Arbeitsauftrag 1: Nenne alle Berufe, in denen die Menschen laut Tash Aw im Interview trotz harter Arbeit bleiben.
Arbeitsauftrag 2: Führe bitte das Interview mit Tash Aw nach seiner letzten Antwort weiter.

Es geht um Geld. Die Männer geraten Streit, am Ende ist einer der beiden, ein Wanderarbeiter aus Bangladesch, tot – erschlagen. Der Roman des aus Malaysia stammenden und heute in Frankreich lebenden Schriftstellers Tash Aw, erzählt von einer schrecklichen Eskalation. Zugleich beleuchtet er die Hintergründe dieses Verbrechens: den brutalen Kapitalismus im Südosten Asiens und eine Gesellschaft voller Gewalt.

Stand: 13.07.2022 | Archiv

Niels Beintker: Was hat Sie bewogen von Ah Hock und seiner Geschichte zu erzählen?

Tash Aw: Ich wollte von den Menschen erzählen, die ich kenne. Ah Hock verkörpert die meisten der Jungs, mit denen ich aufgewachsen bin. Zum Beispiel viele meiner Cousins. Ich bin in diesen Kreisen groß geworden, auf dem Land. Und ich war einer der wenigen Glücklichen, die dann in die Metropole gezogen sind. Wir haben einen unvorstellbaren Wandel erlebt. In meiner Kindheit war Malaysia ein sehr armes Land. Denken wir heute an Malaysia, dann denken wir etwa an eine Mittelklasse. Das Land ist kein Industrieland im klassischen Sinn. Aber es gibt Wolkenkratzer, Infrastruktur und eine funktionierende Wirtschaft. Und das alles vollzog sich in gerade 25 Jahren.

Der Preis dafür ist enorm. Von außen ist das nicht zu erkennen. Ebenso wenig im Inneren. Der Wandel hat sich mit einer solchen Geschwindigkeit vollzogen, dass man ihn manchmal gar nicht bemerkt – auch wenn man mitten in ihm lebt. Den Menschen aus meiner Generation wurde beständig eingetrichtert: „Stellt keine Fragen! Kopf runter, hart arbeiten – und alles wird besser.“ In vielen Fällen hat das auch funktioniert. Jetzt aber sind wir an einem Punkt, an dem die Menschen begreifen: Egal, wie hart sie auch arbeiten, es wird sich nichts mehr ändern. Sie bleiben Fischer, Fabrikarbeiter oder Reinigungskräfte. Und auch ihren Kindern wird es nicht anders ergehen. Die Vorstellung sozialer Mobilität, mit der ich aufgewachsen bin, existiert nicht mehr. Nur die Reichen haben Einfluss. Und ihr Reichtum vermehrt sich immer mehr. Es ist der gleiche Prozess wie in Europa. Nur vollzog er sich eben in einer so viel kürzeren Zeitspanne.

Datensätze:
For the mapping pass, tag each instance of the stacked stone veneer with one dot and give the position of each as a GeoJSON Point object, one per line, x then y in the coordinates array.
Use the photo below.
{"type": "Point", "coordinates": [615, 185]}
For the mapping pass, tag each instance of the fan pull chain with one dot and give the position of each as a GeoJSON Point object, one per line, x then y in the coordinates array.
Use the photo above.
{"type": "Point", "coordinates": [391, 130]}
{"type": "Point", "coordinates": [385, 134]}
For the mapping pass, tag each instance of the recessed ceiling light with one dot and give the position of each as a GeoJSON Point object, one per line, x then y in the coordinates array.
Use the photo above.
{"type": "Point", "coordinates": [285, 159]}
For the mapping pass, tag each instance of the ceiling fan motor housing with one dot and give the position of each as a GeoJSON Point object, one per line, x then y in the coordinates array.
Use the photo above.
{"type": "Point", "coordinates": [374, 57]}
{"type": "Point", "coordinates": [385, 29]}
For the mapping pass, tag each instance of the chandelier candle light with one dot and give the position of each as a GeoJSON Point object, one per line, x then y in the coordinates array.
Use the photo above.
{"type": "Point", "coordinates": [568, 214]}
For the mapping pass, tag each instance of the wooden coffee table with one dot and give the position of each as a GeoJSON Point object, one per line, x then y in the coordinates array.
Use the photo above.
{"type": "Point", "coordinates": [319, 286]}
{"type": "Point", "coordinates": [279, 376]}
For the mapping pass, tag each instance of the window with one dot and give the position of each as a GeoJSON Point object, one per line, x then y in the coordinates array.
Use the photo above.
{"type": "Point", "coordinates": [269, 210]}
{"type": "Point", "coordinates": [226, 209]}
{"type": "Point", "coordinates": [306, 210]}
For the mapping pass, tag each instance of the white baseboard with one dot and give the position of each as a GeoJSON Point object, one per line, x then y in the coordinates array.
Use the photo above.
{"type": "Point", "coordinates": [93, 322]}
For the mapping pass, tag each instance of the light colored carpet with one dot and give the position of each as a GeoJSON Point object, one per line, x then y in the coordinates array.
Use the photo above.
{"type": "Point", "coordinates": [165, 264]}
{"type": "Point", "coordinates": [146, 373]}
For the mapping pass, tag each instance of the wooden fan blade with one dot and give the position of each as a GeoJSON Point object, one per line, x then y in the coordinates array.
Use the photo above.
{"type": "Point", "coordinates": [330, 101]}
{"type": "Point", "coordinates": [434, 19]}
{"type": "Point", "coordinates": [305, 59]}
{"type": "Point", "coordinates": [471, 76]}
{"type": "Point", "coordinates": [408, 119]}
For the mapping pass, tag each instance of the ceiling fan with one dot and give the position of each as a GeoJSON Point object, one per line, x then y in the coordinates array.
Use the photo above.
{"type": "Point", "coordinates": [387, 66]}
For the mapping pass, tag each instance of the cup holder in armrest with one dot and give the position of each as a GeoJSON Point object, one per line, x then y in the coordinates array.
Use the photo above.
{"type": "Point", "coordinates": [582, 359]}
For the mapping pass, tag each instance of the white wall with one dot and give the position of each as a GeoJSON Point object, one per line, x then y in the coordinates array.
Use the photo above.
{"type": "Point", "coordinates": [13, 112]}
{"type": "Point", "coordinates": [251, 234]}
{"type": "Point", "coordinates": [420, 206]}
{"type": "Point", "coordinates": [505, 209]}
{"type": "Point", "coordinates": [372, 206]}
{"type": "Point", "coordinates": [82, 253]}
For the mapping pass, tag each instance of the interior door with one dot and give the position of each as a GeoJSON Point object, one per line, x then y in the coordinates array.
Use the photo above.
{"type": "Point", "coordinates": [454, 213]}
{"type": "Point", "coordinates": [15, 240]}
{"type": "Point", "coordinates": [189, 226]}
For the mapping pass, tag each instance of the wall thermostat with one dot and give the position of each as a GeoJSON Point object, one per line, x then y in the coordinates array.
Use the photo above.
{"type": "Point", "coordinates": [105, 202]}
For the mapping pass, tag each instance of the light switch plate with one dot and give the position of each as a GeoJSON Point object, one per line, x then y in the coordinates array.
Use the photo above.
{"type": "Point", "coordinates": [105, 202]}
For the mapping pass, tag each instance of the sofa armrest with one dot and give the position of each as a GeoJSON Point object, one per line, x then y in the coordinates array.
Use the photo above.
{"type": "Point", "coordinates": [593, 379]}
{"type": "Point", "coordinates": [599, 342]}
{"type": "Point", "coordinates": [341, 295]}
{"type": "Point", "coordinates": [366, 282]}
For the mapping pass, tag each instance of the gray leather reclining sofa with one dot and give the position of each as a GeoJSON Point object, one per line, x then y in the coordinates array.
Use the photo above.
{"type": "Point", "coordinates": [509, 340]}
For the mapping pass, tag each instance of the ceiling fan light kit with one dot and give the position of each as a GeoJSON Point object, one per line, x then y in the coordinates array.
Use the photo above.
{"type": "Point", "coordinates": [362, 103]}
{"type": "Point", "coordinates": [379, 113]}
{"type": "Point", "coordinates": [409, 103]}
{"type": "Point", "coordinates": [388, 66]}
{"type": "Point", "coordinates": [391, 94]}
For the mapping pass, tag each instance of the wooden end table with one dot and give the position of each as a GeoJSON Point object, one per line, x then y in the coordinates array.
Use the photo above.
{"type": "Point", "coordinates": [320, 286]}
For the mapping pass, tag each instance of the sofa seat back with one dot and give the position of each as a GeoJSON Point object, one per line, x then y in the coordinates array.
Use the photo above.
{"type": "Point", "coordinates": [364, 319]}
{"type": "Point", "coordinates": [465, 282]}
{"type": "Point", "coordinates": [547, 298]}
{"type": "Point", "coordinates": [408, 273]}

Verfasste Antwort 1: Fischer, Fabrikarbeiter, Reinigungskräfte

Verfasste Antwort 2:
Davon wollte ich erzählen. Von der Geschwindigkeit dieses Wandels. Und von seinen Opfern – die sich wiederum nicht als Opfer sehen. Sie denken, sie müssen nur hart arbeiten, wie jeder andere auch.

Wir erfahren im Roman von der tiefgreifenden Veränderung Malaysias – in der Region um Kuala Lumpur. Wir lesen von den Menschen, die Farmen für Meerestiere errichten – weil sie damit Geld verdienen wollen. Gleichzeitig erzählen Sie von den Fabriken, die die Umwelt verschmutzen, die Flüsse und das Meer – in ihnen werden die Konsum-Güter für den Westen hergestellt. Es geht um die Kehrseite des Kapitalismus. Warum ist es Ihnen wichtig, daran zu erinnern?

Für mich ist das zentral. Wir alle – im Westen wie auch in Asien – lieben es so sehr, an die große Illusion vom Wohlstand zu glauben. Wir sind auf gewisse Weise besessen von der Vorstellung eines glitzernden Asiens: Binnen kürzester Zeit sind Entwicklungsländer zu hochmodernen Staaten geworden. Und ich wollte die Realität zeigen: Für 95 Prozent der Menschen trifft das nicht zu.

Die Kosten dieser Entwicklung sind offensichtlich: die Natur wird zerstört. Ebenso gründen die asiatischen Wirtschaften darauf, umgehend den Konsumbedarf westlicher Kunden zu befriedigen. Die Meerestierfarmen, die Plastik-Produktion – alles dient den Verbrauchern in der westlichen Welt. Die wenigsten sehen diese Zusammenhänge. Und wer sie erkennt, glaubt, das stimme nicht. Wer im Westen sieht, wie es ist, kann sein Leben nicht mehr genießen. Vieles, was hier konsumiert wird, ist mit Schuld beladen: Nahrungsmittel, ebenso Textilien. Kleidung und Schuhe werden in Fabriken hergestellt, die die Flüsse und Meere verschmutzen.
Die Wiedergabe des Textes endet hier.